# AUFGABE 1
Gib den Text über Altmaiers Amtszeit von „Abgegeben hatte dieses“ bis einschließlich „noch die leichteste Übung.“ wieder und tausche dabei „Aula“ gegen „Eingangshalle“ aus.
# AUFGABE 2
Beantworte die folgenden Fragen zum Text über Altmaiers Amtszeit.
(a) Wie lange war Altmaier Minister?
(b) Welche EU-Cloud wird als europäisches Großprojekt genannt?
(c) Welchen neuen Namen gab Altmaier der Aula des Ministeriums?
# AUFGABE 3
Schreibe den Text über Altmaiers Amtszeit im Anschluss an seinen letzten Satz weiter.

# ÜBUNGSTEXT
§ §

Wie lange er Minister war, weiß er auch ganz genau: neun Jahre, neun Monate. Erst Umweltminister, als Nachfolger des glücklosen Norbert Röttgen. Dann Kanzleramtschef, seine Lieblingsrolle. Kurz und kommissarisch Finanzminister. Und zuletzt, seit Frühjahr 2018, als Bundeswirtschaftsminister. Seit dem Sozialdemokraten Werner Müller, so beeilt er sich zu sagen, sei er der erste, der eine komplette Legislaturperiode im Amt blieb. "In aller Bescheidenheit darf ich sagen: Das Bundeswirtschaftsministerium ist wieder wer", lobt Altmaier die Amtszeit von Altmaier. "Wir werden in der Politik geachtet."

Altmaier liebt Geschichte und lebt mit der Geschichte, und deshalb will er das Bild von sich schon gerne selber malen, in kräftigen Farben: Die Krisenbewältigung in der Pandemie, als er mit dem neuen Kanzler und einstigen Finanzminister Olaf Scholz zusammen die Bazooka zückte. Europäische Großprojekte wie die Batteriezellfertigung oder die EU-Cloud Gaia-X. Die oft schwierigen Gespräche in Peking, Moskau oder Washington. Oder seine Industriestrategie - und damit verbunden die große Frage, wie die Rolle des Staates bemessen sein müsse, "damit das Versprechen ,Wohlstand für Alle' eingelöst wird".

Abgegeben hatte dieses Versprechen freilich nicht er selbst, sondern Ludwig Erhard, und in dessen Fußstapfen hatte Angela Merkel Altmaier gestellt. "Wir als Christdemokraten werden aus dem Wirtschaftsministerium wieder eine Stätte machen, in der man stolz auf Ludwig Erhard ist" - so hatte die Kanzlerin die Mission des Saarländers 2018 umrissen. Gleich zu Beginn seiner Amtszeit benannte der die Aula des Ministeriums in den "Ludwig-Erhard-Saal" um. Und das war noch die leichteste Übung.

§ §

# Einträge aus einer Datenquelle
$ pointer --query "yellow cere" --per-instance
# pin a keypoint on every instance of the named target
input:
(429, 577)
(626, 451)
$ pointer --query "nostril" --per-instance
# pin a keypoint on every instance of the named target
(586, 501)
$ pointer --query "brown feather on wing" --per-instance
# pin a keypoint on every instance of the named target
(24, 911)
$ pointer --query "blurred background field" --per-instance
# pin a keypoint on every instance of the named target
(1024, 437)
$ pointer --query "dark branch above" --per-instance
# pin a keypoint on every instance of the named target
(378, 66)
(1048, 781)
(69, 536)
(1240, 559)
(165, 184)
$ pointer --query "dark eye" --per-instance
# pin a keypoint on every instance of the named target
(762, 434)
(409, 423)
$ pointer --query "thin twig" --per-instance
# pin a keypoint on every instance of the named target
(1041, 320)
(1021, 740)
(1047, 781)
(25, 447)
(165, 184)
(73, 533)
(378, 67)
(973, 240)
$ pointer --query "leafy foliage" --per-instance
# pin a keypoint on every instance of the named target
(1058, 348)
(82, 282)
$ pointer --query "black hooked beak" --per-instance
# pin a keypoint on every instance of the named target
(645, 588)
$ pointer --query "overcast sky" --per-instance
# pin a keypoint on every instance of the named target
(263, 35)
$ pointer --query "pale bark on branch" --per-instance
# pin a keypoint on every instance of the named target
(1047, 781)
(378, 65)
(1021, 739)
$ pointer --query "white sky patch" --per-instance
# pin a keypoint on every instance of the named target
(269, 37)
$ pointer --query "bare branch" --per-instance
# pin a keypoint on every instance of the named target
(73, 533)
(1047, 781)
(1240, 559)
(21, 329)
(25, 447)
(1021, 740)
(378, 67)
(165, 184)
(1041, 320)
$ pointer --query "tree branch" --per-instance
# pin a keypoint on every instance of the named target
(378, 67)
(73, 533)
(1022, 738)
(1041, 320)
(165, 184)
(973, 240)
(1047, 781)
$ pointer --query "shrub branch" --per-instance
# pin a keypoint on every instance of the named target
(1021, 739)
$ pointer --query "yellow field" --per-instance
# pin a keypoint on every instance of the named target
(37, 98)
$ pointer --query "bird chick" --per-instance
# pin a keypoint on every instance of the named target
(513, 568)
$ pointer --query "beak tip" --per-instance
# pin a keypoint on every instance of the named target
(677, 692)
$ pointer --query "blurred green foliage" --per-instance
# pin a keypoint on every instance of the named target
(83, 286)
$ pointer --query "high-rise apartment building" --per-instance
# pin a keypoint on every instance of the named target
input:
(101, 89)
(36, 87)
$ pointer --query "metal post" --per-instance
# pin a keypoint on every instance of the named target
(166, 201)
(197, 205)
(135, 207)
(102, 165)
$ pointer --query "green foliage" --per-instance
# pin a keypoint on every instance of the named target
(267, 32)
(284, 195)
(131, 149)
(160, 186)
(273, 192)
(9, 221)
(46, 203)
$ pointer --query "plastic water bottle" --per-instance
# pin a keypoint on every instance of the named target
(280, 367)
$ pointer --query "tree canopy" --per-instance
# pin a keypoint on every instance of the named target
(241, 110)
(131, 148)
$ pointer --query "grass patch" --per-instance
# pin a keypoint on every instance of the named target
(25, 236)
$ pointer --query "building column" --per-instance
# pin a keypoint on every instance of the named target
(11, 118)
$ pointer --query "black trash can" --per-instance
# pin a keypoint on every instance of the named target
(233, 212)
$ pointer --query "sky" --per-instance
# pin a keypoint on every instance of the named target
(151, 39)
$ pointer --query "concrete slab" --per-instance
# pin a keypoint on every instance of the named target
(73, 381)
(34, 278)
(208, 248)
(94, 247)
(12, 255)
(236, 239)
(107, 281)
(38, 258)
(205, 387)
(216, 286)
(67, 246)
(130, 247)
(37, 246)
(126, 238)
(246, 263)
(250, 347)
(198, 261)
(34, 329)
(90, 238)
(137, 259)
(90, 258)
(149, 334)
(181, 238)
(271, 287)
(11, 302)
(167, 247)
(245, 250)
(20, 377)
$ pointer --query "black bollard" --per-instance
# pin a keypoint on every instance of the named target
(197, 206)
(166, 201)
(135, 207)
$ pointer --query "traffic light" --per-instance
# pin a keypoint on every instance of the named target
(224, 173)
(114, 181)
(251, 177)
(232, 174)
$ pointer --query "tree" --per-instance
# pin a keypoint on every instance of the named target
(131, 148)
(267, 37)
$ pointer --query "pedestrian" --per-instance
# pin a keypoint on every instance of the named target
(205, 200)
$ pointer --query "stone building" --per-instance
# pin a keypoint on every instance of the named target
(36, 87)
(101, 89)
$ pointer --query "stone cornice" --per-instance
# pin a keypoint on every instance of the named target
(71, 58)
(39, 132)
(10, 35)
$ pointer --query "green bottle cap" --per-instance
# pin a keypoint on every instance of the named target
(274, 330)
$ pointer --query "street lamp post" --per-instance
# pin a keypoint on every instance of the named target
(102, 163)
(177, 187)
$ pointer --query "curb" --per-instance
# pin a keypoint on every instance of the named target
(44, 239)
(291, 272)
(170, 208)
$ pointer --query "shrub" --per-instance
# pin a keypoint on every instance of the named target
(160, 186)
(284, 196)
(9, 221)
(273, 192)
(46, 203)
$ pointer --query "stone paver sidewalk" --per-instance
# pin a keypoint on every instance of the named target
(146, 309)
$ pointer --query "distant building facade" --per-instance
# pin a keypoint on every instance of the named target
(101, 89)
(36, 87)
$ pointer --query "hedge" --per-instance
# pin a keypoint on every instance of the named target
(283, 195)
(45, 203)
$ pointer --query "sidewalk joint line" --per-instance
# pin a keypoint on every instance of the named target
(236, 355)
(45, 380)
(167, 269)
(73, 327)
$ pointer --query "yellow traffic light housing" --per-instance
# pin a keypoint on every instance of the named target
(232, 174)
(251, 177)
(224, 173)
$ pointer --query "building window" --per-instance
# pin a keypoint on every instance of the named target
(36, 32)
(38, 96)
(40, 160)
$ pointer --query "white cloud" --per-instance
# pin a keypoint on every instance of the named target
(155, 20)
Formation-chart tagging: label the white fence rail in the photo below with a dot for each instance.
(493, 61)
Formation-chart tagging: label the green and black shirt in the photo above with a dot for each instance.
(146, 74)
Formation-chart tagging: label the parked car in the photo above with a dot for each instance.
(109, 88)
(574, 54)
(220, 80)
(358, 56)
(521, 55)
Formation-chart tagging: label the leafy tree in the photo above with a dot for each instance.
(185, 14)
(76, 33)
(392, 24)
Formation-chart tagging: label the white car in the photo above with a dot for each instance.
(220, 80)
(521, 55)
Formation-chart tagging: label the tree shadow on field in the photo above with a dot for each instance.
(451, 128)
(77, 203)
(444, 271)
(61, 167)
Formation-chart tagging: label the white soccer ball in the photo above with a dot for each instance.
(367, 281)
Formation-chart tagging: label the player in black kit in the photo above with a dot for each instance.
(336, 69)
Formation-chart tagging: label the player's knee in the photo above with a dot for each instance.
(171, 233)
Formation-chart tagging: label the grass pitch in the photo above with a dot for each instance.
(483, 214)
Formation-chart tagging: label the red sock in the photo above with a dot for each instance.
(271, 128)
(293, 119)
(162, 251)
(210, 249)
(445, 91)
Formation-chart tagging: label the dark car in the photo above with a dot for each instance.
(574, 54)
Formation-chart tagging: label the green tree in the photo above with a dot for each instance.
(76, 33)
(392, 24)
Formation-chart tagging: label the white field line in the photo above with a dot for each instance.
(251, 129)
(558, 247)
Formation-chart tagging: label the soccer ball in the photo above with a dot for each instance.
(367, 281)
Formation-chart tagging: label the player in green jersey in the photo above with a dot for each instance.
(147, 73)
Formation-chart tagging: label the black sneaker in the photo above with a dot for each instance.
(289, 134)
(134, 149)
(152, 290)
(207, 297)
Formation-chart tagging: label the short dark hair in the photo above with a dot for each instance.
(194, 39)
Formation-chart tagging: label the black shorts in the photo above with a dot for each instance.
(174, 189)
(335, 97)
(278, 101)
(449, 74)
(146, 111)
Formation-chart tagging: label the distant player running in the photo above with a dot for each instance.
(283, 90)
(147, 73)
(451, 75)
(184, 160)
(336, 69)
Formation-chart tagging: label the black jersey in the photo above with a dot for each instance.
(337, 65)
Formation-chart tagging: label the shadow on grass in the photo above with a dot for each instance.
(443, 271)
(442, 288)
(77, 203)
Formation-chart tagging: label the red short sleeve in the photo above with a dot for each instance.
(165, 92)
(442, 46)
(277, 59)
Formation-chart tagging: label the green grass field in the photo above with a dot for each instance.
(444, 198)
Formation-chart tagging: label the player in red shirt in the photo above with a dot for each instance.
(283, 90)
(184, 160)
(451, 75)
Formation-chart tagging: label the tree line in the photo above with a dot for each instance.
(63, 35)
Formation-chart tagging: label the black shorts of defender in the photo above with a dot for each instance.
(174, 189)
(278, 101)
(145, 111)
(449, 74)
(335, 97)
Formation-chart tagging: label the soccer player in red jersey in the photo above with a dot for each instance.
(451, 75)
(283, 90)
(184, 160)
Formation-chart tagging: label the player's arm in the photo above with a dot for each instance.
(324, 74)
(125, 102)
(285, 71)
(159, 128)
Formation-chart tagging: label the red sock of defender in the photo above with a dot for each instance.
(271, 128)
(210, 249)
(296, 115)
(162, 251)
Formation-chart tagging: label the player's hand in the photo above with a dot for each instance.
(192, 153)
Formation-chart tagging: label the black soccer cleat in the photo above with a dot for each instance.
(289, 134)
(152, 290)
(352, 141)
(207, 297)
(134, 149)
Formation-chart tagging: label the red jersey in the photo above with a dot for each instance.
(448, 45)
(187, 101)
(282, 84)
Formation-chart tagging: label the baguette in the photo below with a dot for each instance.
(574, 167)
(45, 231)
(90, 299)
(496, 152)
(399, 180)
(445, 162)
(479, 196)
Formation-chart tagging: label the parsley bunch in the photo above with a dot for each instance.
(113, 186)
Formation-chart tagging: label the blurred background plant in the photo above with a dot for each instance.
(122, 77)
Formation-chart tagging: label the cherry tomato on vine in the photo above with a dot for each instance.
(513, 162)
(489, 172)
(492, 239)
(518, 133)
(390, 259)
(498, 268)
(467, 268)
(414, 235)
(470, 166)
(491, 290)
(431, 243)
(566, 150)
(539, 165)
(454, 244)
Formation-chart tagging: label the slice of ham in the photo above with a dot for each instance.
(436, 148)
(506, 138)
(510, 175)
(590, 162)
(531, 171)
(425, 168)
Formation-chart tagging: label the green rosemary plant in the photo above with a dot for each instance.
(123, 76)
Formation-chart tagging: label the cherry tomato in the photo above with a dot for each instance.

§ §

# ERGEBNIS 1
Abgegeben hatte dieses Versprechen freilich nicht er selbst, sondern Ludwig Erhard, und in dessen Fußstapfen hatte Angela Merkel Altmaier gestellt. "Wir als Christdemokraten werden aus dem Wirtschaftsministerium wieder eine Stätte machen, in der man stolz auf Ludwig Erhard ist" - so hatte die Kanzlerin die Mission des Saarländers 2018 umrissen. Gleich zu Beginn seiner Amtszeit benannte der die Eingangshalle des Ministeriums in den "Ludwig-Erhard-Saal" um. Und das war noch die leichteste Übung.

# ERGEBNIS 2
(a) Neun Jahre und neun Monate.
(b) Gaia-X.
(c) „Ludwig-Erhard-Saal“.

# ERGEBNIS 3
Denn flankiert war Altmaier von Menschen und Verbänden, die mit ihm so notorisch unzufrieden waren wie der Minister unpünktlich. Dem Wirtschaftsflügel der Union war Altmaier nicht liberal genug. Der Mittelstand fühlte sich vernachlässigt, und der Industrie war Altmaier zu staatsnah. Da hatte es Ludwig Erhard leichter.

Minister Peter Altmaier ist gerne mit dem Fahrrad ins Büro gefahren. (Foto: Kay Nietfeld/picture alliance / dpa)

Nun, auf die letzten Meter seiner Amtszeit, taucht Altmaier vieles in mildes Licht. "Ich kann einstecken, ich kann austeilen", sagt er. "Es war gut, Konflikte in Kauf zu nehmen und Kante zu zeigen." In Wahrheit konnte er gar nicht gut einstecken, streckenweise wirkte er wie ein Getriebener. Und anstatt Kante zu zeigen, gab er dem Wirtschaftsflügel seiner Partei lange nach - bis die Pandemie ihm neue Freiräume verschaffte und die schärfsten Vertreter des Wirtschaftsflügels über Maskengeschäfte stolperten.

Gab es Fehler? "Ich hätte mir gewünscht, dass wir die Beschlüsse zum Klimaschutz schneller und mutiger getroffen hätten", sagt Altmaier - der allerdings in seiner Frühphase als Wirtschaftsminister auch in der EU so manchen Fortschritt selbst bremste. Zu hohe Ziele, so ließ er 2018 seine Ministerkollegen wissen, führten am Ende nur zu Enttäuschung und Verdruss. Drei Jahre später dagegen nimmt er für sich in Anspruch, als erster Minister das Karlsruher Urteil begrüßt zu haben, das Deutschlands Klimaziele für zu niedrig befand. "Ich habe das als Chance gesehen", sagt Altmaier heute.

Nicht nur sein Ministeramt verliert Altmaier. Seinen Sitz im Bundestag hatte er schon im Oktober aus freien Stücken abgegeben. "Irgendwo muss nach einer langen Karriere auch ein Schlussakkord gesetzt werden." Und obwohl Altmaier, 63, seit mehr als einem Vierteljahrhundert für die Politik lebt, scheint ihm der Abschied nicht schwer zu fallen. Die letzten Jahre und ihre Konflikte, sagt er, hätten Kraft gekostet. Bis Februar will er sich nun erst mal zurückziehen, die Dinge ordnen. Aber eben nur bis Februar. Danach stehe er wieder zur Verfügung, wenn man ihn frage. Das sagt keiner, der sich aufs Altenteil zurückziehen will.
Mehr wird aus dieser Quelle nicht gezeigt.